Task goal:
Copy out all the items below, swapping every "set a marker" for "place a dot" and keeping everything else the same. Leave out the pictures.

------ Records for this exercise ------

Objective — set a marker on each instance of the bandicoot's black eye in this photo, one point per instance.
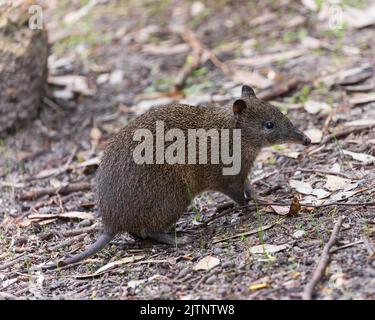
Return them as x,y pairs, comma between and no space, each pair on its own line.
269,125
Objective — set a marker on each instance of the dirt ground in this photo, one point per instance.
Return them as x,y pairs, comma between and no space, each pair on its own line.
129,54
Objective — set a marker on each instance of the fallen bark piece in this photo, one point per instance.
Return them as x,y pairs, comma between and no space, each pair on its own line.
23,66
323,262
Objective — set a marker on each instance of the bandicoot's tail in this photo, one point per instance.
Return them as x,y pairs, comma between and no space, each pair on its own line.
102,241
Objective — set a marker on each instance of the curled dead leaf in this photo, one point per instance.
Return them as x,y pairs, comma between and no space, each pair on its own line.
295,208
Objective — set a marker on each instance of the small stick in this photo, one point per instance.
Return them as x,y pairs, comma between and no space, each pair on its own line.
340,174
266,204
347,246
344,133
74,187
12,262
323,262
279,89
76,232
67,242
368,246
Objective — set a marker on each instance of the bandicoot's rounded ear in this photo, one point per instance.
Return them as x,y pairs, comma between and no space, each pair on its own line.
239,106
247,91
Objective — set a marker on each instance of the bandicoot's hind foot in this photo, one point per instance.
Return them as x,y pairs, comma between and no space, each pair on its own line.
166,238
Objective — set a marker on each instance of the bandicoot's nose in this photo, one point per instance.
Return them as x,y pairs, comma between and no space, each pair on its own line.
306,141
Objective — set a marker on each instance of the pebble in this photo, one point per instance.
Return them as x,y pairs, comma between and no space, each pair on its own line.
183,272
211,280
299,234
85,223
228,264
217,250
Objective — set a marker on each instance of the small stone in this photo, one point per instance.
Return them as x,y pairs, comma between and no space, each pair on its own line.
85,223
228,264
299,234
217,250
211,280
183,273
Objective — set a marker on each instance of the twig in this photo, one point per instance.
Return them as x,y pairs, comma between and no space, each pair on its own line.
7,296
368,246
347,246
323,262
66,242
266,204
200,50
247,233
76,232
12,262
74,187
340,174
279,89
344,133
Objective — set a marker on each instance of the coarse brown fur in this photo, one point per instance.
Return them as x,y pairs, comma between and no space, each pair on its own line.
145,200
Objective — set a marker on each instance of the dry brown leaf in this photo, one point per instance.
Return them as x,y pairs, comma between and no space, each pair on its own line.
360,122
267,248
72,83
301,187
69,215
281,210
251,78
166,49
335,183
111,265
315,107
365,158
207,263
295,208
269,58
362,98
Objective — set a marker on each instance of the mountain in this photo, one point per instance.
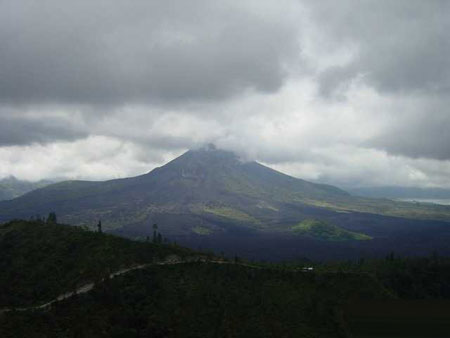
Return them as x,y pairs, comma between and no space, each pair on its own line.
210,198
11,187
403,192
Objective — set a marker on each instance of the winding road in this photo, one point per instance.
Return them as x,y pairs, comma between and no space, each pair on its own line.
171,260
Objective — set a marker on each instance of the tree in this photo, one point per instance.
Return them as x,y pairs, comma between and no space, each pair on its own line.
155,229
51,219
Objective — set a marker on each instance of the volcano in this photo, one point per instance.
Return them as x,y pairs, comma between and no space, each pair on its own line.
212,198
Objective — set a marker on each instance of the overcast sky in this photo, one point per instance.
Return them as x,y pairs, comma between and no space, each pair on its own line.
353,93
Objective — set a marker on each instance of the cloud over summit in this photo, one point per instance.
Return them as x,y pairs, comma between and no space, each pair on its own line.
349,92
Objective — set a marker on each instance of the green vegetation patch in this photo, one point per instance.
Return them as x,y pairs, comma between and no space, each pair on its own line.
326,231
231,213
200,230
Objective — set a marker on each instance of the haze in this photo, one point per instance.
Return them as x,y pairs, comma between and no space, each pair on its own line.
352,93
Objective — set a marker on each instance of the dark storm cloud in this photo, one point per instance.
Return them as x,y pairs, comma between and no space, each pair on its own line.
139,51
23,130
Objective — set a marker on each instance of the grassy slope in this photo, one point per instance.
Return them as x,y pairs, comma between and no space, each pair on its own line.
201,300
40,261
326,231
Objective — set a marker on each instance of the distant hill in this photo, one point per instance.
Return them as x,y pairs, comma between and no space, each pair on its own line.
402,192
11,187
211,198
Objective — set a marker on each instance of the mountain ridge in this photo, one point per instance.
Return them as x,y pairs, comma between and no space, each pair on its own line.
209,197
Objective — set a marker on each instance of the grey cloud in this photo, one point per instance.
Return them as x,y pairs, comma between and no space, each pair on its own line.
422,133
143,51
403,46
24,130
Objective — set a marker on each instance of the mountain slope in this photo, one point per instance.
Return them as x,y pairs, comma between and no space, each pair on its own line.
11,187
192,183
210,198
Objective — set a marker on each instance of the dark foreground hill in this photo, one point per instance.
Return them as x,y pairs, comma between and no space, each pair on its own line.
210,198
210,297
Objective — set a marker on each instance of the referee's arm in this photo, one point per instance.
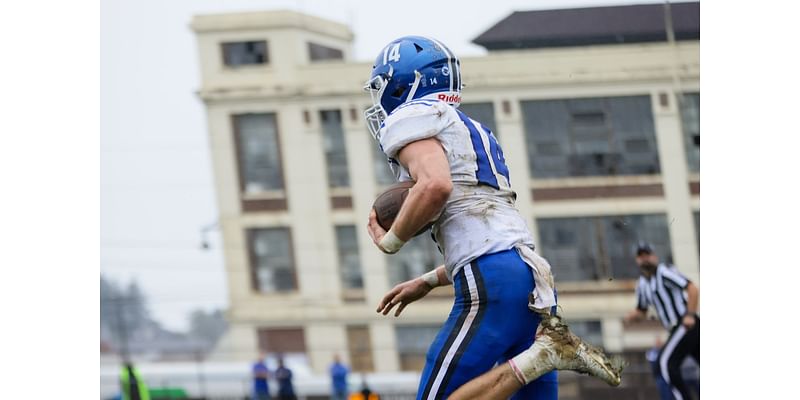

------

Output for this task:
Objective — place a dot on each instance of the bandicoot's black eye in this photo, one point per instance.
Return them as x,y pairs, comma between and no space, each pair on its own line.
269,125
Objective — place a dot on each instance of the dirt ground in this photo, one point per instance.
Return them as x,y pairs, comma between and no space, each pair on its own line.
129,54
Objective — place a dot on each instance of the fallen bark piece in this photo, one point per instance.
Return them as x,y pairs, comma between and no space, each pair on its own line.
23,66
323,262
Objective — place a dot on each instance of the bandicoot's tail in this photo, one point per instance.
Return them as x,y pairs, comma between and no space, each pair on its own line.
102,241
Objective — place a dot on each instance of the curled dead leaf in this photo, one point per instance.
Return them as x,y pairs, comma between and no space, each pair on its own line.
295,208
Objective — place a dot on each instance of the small stick in this photo, one point per instance.
Return them as x,y pairs, comma between and no space, each pair on its own line.
340,174
266,204
347,246
344,133
74,187
12,262
323,262
279,89
76,232
67,242
368,246
Objective — place a dot on each instance of the bandicoot's rounded ear in this photo, one point per instance.
Return them as x,y pairs, comma between and no space, each pair on its own line.
239,106
247,91
Objective — place a dot on each instance of the bandicoot's hind foot in this photo, one point per instance.
Return them as x,y pairs, comma between and no space, each pair on its own line.
166,238
Objective — place a dot on each instance of the bandicoot's nose in this photo, one point per instance.
Return them as x,y pairs, comma between and no space, each pair on its own line.
306,141
Objective — place a dot on each instance of the pebble in this photo, one point per instance.
Return them as x,y pairs, comma between and no space, each pair on its own line.
183,272
211,280
299,234
85,223
228,264
217,250
Objective — place a dot on each instance of the small stone in this photo, one point per instance.
Return them as x,y pairs, comma between and no space, each pair on its own line.
85,223
228,264
299,234
217,250
211,280
183,273
Objective — place a dot on each instance of the twig in this photo, one point per instance.
Return them as x,y pairs, comma between and no space, each pair on its own line.
7,296
368,246
347,246
323,262
66,242
266,204
200,50
247,233
76,232
12,262
74,187
340,174
279,89
344,133
Objective — place a dot on each instance of the coarse brown fur in this photo, one point per instance.
Return them as x,y pairs, comma between and no space, each pair on its own line.
145,200
Objective — place a dot on each instance of the dry brown leaf in this photo, one point per instance.
Return them as x,y pairs, comma between and no space, each pair on its own line.
360,122
267,248
72,83
301,187
69,215
281,210
251,78
166,49
335,183
111,265
315,107
365,158
207,263
295,208
269,58
362,98
Objective — place a dot on each instance of the mountain in this photo, one point per instance.
Return them as x,y pairs, comma between and no space, each pair on its own line.
210,198
11,187
403,192
Objective — place a dot on each instance of the winding road in this photo, one point per instance.
Return them as x,y pairs, comma between and no space, each pair on its own line.
171,260
Objective — place a dot on each instance of the tree in this photo, one point per instance.
Return them as x,y pairs, comma between and no space, each pair on its own line.
155,229
51,219
Objective — place a dot on each instance of the volcano in this photo, one point per instance.
Return them as x,y pairs, comma between and no space, each pair on its own line.
212,198
Objective — place a dot on each instance of the overcast sky in this photo, one point per instance.
Return them as x,y pairs, comma between and no space, each pair on its own line.
353,93
Objective — place a dot on each instance of the cloud over summit in this photo, one point per instance.
Return them as x,y pairs, comma between and no space, each pair on its own line.
349,92
Objective — place a dot on each instance of the green vegetation patch in this photo, one point per instance.
Return them as x,y pairs, comma between and no space, each pair on its own line.
326,231
231,213
200,230
Objective — place a dot on each instance of the haze in this photo, one point per instance.
Return them as x,y pairs, comma between and no space, each pair on its own line.
352,93
Objective — place a dot on each instance of the dark storm cloud in this photo, one point per instance.
Return them as x,y pairs, comma between and no space, each pair on its own line.
139,51
23,130
Objective — place a dot on each instance of the grassy slope in this photo, one point per instance.
Return them as x,y pairs, comma between and no space, each pair on its own line.
201,300
40,261
326,231
Objective — place a dot on each instance of the distant hill in this photo, one point per instance.
Return them as x,y pairs, comma between and no space, each pair on its own line.
402,192
11,187
211,198
Objective — place a dot on each instance of the mountain ridge in this photo, one point per instance.
Return them as x,y pairs, comma between and no space, each pair on its own line.
209,197
Objective — place a dot on each instance of the grey cloud in this photo, one point per instance.
Return them as x,y pairs, comma between and no space, each pair on its own line.
422,133
143,51
403,46
24,130
Objective — place a dot on each instance of the mountain slope in this photo, one point per instance.
Return them as x,y pairs, comma between and no space, each pair on its own line.
11,187
192,183
210,198
Objective — place a dot on each instance of the dark foreground hill in this photo, one point per instance.
Return them as x,y pairs, comma between and no space, each pair on its own line.
210,198
210,297
Objective — place a dot on each instance of the referee's arm in this photo, one point per instance.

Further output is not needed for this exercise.